Object pointing dataset rows
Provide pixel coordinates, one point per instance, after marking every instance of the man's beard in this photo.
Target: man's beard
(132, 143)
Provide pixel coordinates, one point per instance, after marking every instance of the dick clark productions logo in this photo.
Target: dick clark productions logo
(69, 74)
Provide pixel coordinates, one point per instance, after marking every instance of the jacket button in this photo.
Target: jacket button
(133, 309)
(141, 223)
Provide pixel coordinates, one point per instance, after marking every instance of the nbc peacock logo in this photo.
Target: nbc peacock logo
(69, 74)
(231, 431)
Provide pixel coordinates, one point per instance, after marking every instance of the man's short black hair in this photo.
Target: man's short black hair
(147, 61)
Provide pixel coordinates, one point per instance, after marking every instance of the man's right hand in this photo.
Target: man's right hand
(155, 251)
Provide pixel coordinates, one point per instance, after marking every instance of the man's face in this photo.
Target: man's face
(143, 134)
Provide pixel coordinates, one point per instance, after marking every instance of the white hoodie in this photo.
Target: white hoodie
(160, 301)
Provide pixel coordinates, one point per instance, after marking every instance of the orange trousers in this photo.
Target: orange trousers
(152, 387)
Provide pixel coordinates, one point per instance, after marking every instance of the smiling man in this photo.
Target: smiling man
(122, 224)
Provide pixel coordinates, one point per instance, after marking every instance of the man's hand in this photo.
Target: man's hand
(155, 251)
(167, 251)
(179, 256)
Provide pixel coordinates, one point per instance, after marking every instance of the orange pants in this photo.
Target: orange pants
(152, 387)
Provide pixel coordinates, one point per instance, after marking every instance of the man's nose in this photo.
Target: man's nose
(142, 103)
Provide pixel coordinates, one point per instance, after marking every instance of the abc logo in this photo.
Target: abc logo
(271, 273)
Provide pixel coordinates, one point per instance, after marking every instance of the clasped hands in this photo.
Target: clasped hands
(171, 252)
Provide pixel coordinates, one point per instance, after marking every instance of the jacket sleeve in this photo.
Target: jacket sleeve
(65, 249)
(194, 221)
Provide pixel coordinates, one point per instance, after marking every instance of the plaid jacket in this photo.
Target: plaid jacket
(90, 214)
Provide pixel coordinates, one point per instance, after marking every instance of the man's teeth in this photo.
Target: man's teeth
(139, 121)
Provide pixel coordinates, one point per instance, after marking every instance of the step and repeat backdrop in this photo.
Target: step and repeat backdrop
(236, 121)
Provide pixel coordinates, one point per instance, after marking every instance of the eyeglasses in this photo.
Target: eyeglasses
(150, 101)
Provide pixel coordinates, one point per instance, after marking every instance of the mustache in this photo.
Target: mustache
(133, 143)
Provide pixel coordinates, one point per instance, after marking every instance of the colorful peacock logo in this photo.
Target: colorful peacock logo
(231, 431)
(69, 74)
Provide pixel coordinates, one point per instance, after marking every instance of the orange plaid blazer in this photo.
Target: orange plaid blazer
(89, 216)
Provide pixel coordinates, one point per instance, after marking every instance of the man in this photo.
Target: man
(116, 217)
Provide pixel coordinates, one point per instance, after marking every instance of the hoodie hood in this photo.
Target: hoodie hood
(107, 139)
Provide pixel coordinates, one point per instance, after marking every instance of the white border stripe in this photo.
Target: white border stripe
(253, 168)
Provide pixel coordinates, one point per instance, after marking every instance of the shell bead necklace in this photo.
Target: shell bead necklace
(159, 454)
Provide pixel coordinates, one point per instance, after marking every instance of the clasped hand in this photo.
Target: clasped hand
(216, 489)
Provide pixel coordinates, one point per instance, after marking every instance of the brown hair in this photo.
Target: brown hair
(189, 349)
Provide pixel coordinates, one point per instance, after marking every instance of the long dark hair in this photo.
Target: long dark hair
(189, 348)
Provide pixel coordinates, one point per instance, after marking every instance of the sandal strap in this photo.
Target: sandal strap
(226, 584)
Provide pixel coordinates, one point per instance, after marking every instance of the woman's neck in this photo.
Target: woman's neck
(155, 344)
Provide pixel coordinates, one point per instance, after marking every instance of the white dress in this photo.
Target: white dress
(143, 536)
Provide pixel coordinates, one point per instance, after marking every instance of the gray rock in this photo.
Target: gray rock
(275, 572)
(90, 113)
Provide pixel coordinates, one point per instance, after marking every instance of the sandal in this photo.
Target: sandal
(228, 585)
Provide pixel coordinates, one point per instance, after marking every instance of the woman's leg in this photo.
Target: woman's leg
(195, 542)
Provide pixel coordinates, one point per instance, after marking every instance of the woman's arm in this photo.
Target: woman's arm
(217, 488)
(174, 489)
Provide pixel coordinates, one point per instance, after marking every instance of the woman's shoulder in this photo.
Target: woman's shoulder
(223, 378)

_DO THIS_: Repeat, without any change, the part of the lines above that opens with the line containing "strap in this photo." and runs through the final line.

_SOLUTION_:
Provide pixel coordinates, one point per instance, after marking every instance of the sandal strap in this photo.
Target: sandal strap
(226, 584)
Provide pixel coordinates, one point per instance, after marking every instance of the woman's neck in this photo.
Target: woman's neck
(155, 344)
Provide pixel coordinates, one point per instance, after marking every instance of the white dress in this photo.
Target: white dress
(143, 536)
Provide pixel coordinates, one point per instance, after marking every instance of the gray rock in this photo.
Target: gray rock
(275, 572)
(90, 113)
Provide pixel coordinates, one point per instance, after marking every instance of the sandal in this photo.
Target: sandal
(228, 585)
Provide pixel coordinates, one point per instance, after marking every instance of the woman's leg in this photo.
Target: woman's leg
(195, 542)
Provide pixel coordinates, one point per instance, after marking every instance of the woman's arm in this photo.
Target: woman's arm
(217, 488)
(174, 489)
Provide pixel coordinates, one point per instance, after marking every instance of the woman's shoulder in this photo.
Target: woman's shoulder
(223, 378)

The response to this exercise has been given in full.